▶ Exercício proposto 1
Indique se cada uma das afirmações seguintes está de acordo com o trecho sobre a Praça da Estação, respondendo sim ou não e citando as palavras exatas do trecho que decidem a resposta. (a) A área do entorno da Praça da Estação recebeu da Fundação Municipal de Cultura a denominação de Zona Cultural. (b) A Operação Urbana Consorciada ACLO já foi concluída. (c) A Praça da Estação fica na periferia de Belo Horizonte.

▶ Trecho da página
_ _ _
O presente artigo tem como intuito apresentar uma copesquisa

cartográfica realizada na cidade de Belo Horizonte pelo Grupo de Pesquisa

Indisciplinar1. O trabalho tem como objeto específico a área do entorno da

Praça da Estação. Situada na região central, a área recebeu, por parte da

Fundação Municipal de Cultura, a denominação de Zona Cultural. O local, de

grande relevância histórica para a cidade, vem se consolidando como

importante palco de disputas simbólicas entre o Estado-capital e movimentos

sociais e culturais da cidade. Trata-se, também, de uma das regiões de maior

interesse econômico da cidade, condição atestada pela sua inclusão na

Operação Urbana Consorciada ACLO - Antônio Carlos Leste-Oeste, em fase

de desenvolvimento2.
_ _ _
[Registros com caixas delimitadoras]
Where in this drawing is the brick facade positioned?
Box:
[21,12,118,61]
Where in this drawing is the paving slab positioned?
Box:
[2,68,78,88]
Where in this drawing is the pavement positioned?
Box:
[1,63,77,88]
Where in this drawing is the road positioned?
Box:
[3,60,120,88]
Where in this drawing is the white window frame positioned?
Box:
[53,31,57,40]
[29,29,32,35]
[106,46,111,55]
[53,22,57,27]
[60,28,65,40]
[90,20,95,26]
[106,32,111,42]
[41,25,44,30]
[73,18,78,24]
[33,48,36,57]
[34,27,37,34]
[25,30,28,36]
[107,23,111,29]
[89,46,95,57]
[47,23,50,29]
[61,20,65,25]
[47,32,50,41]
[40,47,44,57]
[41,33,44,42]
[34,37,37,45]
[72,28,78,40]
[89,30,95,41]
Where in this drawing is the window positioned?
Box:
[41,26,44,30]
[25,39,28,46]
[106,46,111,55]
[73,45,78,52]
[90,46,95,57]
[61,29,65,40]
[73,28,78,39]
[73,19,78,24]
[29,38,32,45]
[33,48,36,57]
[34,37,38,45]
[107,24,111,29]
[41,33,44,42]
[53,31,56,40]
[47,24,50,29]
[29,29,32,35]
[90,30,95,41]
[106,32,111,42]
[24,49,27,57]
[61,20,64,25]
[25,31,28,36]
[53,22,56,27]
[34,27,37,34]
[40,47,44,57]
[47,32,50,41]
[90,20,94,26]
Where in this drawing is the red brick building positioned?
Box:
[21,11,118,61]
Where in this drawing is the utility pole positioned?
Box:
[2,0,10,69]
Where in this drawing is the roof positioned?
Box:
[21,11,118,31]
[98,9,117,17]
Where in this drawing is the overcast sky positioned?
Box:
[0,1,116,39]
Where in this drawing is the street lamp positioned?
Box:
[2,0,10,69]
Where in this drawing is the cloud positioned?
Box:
_ _ _
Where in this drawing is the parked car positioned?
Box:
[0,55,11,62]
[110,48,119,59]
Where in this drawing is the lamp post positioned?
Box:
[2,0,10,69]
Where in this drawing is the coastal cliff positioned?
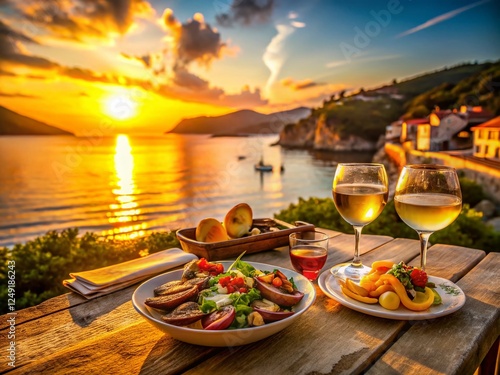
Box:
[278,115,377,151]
_ _ _
▶ Exercício proposto 2
Identifique e copie todas as linhas dos registros em que aparece a palavra "lamp".

▶ Resolução 1
(a) Sim: "a área recebeu, por parte da Fundação Municipal de Cultura, a denominação de Zona Cultural".
(b) Não: "em fase de desenvolvimento".
(c) Não: "Situada na região central".

▶ Resolução 2
Where in this drawing is the street lamp positioned?
Where in this drawing is the lamp post positioned?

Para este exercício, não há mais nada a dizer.